↓

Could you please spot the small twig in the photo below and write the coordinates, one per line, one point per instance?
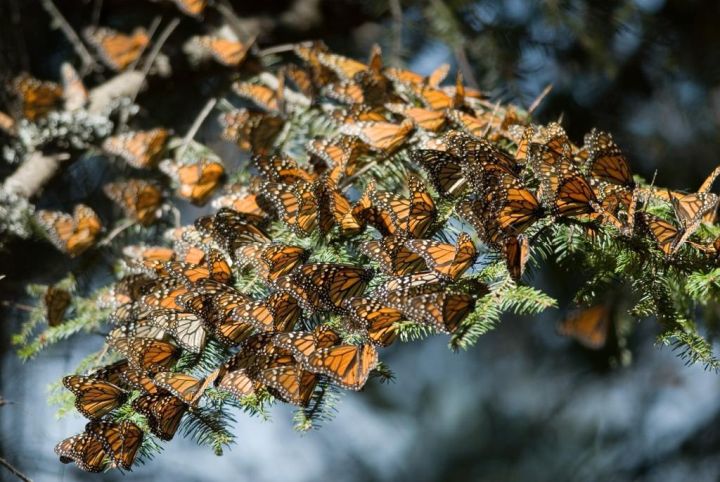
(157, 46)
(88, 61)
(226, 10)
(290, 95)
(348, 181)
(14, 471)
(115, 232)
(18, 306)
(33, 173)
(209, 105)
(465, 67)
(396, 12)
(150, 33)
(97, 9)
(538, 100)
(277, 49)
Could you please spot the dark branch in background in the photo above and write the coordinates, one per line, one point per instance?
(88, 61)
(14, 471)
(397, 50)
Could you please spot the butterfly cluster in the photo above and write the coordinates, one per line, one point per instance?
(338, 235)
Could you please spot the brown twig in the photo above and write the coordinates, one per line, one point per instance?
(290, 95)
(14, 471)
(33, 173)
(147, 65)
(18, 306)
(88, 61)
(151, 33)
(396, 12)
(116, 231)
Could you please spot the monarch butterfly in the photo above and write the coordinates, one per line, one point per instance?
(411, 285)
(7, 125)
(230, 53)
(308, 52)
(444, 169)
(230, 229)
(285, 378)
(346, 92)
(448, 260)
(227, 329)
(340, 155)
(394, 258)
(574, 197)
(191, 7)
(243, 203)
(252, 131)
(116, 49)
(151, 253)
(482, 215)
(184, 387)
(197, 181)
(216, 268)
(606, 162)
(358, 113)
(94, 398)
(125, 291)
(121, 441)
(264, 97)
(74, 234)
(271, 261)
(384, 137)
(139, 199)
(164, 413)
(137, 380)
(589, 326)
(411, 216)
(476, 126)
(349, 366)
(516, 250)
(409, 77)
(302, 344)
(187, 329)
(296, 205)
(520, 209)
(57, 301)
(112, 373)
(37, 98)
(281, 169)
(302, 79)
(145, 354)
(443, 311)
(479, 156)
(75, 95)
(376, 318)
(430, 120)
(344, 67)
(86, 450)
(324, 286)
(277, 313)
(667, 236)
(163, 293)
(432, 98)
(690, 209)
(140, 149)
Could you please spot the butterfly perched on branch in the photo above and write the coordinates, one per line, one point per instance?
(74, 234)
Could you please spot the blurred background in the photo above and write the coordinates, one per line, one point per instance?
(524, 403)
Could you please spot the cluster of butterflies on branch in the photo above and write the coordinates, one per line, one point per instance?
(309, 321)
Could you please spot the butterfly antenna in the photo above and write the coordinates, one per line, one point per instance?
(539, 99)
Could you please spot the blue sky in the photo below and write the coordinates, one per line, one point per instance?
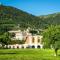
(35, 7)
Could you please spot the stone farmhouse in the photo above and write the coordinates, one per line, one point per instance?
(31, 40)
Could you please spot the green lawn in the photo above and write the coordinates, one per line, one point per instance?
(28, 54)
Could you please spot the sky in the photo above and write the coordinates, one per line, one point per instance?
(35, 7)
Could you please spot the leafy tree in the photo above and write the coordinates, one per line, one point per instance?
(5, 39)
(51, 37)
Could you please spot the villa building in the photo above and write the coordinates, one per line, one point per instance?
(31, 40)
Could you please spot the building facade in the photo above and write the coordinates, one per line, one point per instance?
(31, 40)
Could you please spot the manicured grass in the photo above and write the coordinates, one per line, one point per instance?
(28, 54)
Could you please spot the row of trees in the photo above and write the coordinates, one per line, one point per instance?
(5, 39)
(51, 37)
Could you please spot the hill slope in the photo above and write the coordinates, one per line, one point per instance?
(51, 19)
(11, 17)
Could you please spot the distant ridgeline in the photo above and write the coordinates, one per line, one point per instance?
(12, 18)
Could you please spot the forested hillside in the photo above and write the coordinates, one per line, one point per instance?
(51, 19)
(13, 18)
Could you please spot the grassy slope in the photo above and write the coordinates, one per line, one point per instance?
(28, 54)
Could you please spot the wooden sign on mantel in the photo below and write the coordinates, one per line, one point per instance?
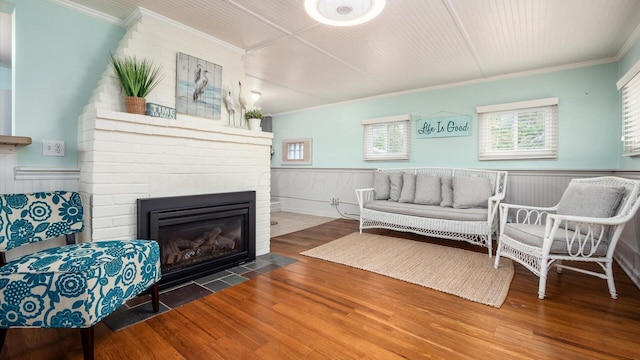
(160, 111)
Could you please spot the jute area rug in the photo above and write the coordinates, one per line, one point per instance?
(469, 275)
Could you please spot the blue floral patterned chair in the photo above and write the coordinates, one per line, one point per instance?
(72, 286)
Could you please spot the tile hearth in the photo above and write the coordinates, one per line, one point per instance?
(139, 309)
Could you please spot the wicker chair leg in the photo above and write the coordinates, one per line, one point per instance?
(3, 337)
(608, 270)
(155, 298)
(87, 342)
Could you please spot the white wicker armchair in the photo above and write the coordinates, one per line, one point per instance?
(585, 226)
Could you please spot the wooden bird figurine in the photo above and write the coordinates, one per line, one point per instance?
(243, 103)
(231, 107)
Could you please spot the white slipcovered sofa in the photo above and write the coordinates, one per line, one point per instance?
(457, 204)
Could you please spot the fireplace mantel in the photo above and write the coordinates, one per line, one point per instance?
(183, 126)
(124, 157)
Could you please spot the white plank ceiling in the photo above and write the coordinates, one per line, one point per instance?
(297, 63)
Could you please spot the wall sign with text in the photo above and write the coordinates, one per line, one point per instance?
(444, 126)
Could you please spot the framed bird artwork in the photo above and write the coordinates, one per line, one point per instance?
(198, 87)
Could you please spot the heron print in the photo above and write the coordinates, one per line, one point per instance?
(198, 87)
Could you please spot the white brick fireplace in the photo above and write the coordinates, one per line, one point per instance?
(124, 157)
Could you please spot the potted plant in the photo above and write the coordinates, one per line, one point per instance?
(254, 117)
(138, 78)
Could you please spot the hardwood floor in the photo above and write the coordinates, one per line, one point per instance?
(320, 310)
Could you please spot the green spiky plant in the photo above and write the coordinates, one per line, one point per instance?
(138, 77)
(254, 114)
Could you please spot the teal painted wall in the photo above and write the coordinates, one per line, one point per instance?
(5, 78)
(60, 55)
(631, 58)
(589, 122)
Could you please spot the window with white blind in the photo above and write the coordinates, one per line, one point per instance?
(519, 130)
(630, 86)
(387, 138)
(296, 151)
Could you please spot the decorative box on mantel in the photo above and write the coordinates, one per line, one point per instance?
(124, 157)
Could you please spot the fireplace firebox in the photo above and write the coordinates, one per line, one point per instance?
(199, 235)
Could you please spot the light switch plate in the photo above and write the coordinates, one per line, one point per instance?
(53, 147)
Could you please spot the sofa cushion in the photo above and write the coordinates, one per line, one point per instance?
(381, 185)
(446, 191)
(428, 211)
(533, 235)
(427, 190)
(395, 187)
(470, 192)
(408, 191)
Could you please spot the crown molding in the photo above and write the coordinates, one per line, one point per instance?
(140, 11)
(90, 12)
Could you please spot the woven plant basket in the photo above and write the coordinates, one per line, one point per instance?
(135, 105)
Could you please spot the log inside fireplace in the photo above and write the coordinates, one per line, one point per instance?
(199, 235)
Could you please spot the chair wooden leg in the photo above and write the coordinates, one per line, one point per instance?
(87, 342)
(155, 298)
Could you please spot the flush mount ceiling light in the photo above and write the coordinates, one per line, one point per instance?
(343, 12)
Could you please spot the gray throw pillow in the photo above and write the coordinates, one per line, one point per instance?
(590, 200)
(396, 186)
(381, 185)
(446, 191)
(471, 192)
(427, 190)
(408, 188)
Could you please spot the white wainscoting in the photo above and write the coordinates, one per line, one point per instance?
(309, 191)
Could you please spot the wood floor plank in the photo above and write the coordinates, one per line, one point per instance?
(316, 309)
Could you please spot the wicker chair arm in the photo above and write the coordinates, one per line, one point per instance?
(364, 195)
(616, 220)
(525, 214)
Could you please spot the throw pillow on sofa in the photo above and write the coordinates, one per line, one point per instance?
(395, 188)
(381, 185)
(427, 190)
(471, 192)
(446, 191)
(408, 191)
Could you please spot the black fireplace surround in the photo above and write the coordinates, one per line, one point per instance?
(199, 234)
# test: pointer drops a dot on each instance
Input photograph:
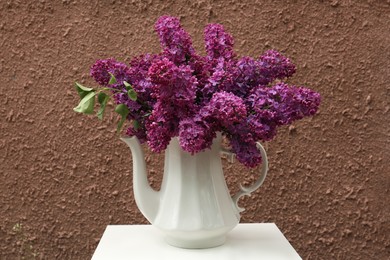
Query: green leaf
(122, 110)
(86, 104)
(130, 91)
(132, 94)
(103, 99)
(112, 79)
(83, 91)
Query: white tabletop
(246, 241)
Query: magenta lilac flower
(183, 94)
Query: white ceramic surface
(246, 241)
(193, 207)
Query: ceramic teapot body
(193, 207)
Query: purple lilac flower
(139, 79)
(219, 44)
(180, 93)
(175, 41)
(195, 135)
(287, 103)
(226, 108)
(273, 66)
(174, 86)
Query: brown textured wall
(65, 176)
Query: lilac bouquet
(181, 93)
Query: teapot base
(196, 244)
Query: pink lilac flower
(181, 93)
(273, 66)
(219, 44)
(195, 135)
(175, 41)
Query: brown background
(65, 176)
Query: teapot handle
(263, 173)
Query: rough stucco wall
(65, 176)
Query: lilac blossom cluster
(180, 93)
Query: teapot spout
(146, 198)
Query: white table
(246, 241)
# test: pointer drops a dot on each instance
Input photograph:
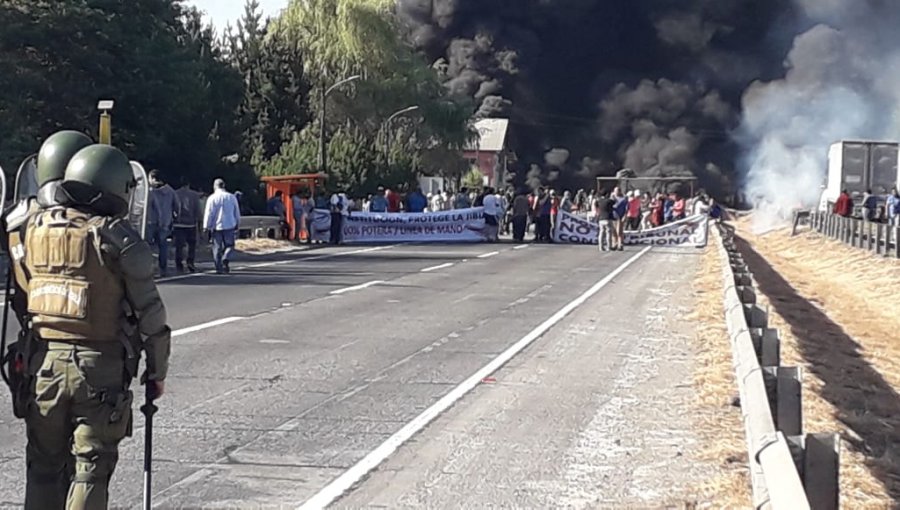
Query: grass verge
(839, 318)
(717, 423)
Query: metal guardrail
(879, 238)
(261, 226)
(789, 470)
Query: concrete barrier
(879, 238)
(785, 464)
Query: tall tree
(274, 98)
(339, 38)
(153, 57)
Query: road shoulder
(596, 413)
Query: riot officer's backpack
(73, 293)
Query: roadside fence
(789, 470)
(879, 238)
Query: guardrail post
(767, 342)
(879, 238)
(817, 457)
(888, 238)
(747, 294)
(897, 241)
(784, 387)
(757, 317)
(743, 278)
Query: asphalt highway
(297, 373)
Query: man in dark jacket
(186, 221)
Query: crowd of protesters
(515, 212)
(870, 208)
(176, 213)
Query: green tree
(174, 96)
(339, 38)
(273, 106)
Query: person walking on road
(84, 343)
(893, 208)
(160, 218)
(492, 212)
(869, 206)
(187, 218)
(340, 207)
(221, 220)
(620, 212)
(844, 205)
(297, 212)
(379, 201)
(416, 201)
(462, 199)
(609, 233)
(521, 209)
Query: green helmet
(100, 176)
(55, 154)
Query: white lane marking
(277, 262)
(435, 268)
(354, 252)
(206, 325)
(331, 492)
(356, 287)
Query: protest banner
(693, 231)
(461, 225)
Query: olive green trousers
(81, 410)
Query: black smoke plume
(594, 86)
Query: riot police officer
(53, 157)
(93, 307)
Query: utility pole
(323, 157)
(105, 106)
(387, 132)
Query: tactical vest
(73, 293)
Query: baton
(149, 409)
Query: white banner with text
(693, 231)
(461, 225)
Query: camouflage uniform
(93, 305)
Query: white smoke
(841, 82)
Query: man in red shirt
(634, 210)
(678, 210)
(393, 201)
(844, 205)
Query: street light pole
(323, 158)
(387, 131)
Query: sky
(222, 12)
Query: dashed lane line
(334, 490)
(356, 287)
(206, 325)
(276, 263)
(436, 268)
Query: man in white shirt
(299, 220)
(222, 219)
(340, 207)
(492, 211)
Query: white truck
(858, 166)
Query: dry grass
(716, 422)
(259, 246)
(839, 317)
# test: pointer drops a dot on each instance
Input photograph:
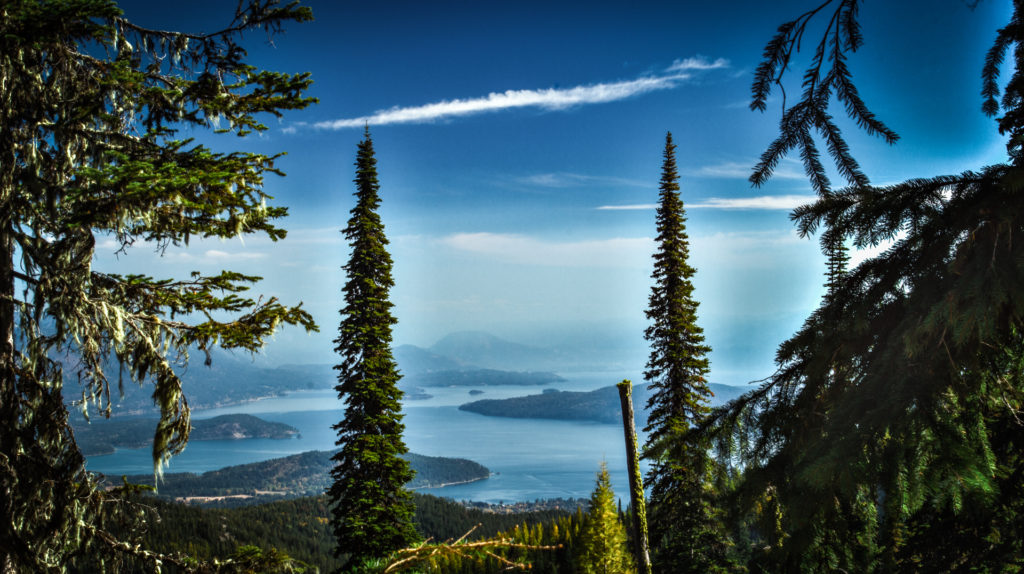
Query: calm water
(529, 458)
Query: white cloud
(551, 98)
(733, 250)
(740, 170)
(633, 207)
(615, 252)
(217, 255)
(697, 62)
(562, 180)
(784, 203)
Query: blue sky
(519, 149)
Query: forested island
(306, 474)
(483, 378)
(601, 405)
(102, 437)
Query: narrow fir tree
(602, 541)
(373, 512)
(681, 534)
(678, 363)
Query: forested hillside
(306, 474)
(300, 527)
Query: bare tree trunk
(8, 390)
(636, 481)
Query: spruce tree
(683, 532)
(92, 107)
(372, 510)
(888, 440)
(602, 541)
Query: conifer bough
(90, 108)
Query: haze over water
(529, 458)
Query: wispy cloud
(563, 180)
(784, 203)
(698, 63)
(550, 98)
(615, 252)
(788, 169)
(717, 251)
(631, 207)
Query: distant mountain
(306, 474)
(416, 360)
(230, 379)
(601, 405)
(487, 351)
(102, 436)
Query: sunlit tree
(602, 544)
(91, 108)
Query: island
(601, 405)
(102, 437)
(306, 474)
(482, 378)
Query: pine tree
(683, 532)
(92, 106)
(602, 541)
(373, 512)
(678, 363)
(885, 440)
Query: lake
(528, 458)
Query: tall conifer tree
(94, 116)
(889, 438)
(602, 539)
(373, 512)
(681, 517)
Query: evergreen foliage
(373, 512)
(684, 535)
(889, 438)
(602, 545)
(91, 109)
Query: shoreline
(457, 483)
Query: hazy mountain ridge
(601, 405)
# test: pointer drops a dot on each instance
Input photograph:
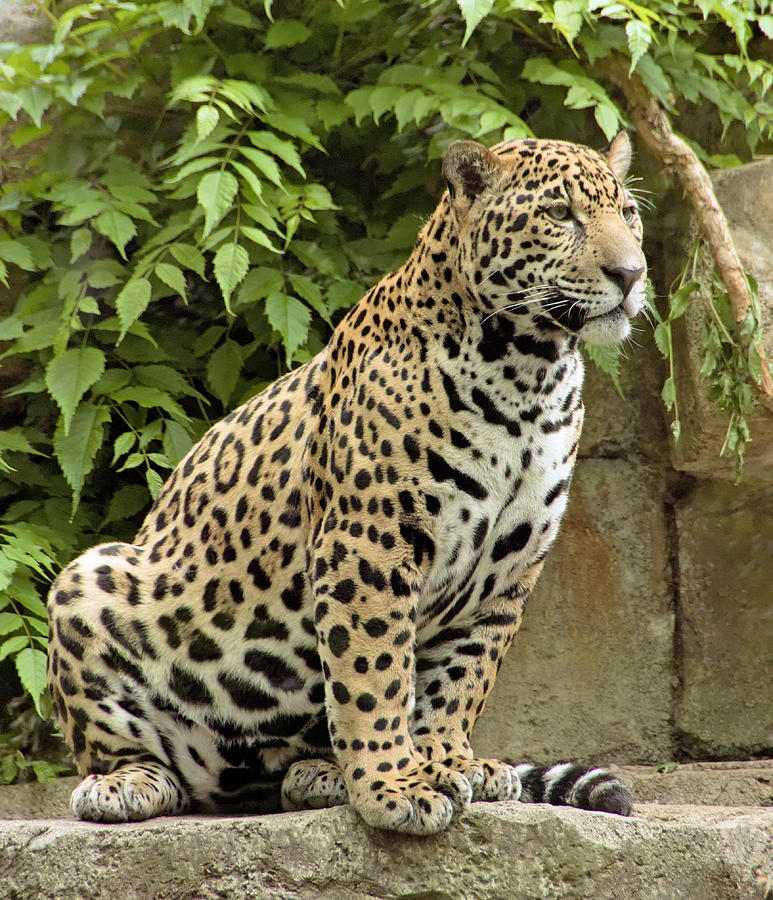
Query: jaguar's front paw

↑

Could you repeat exactly the lines from the one containing "Query: tall conifer tree" to the last line of the records, both included, and leave out every picture?

Query: tall conifer tree
(94, 116)
(889, 438)
(602, 539)
(373, 512)
(681, 517)
Query: evergreen foliage
(373, 512)
(684, 535)
(889, 438)
(602, 545)
(91, 109)
Query: shoreline
(457, 483)
Query: hazy mountain ridge
(601, 405)
# test: pointer drops a dot on each instance
Input photograph:
Query: jaguar's front paw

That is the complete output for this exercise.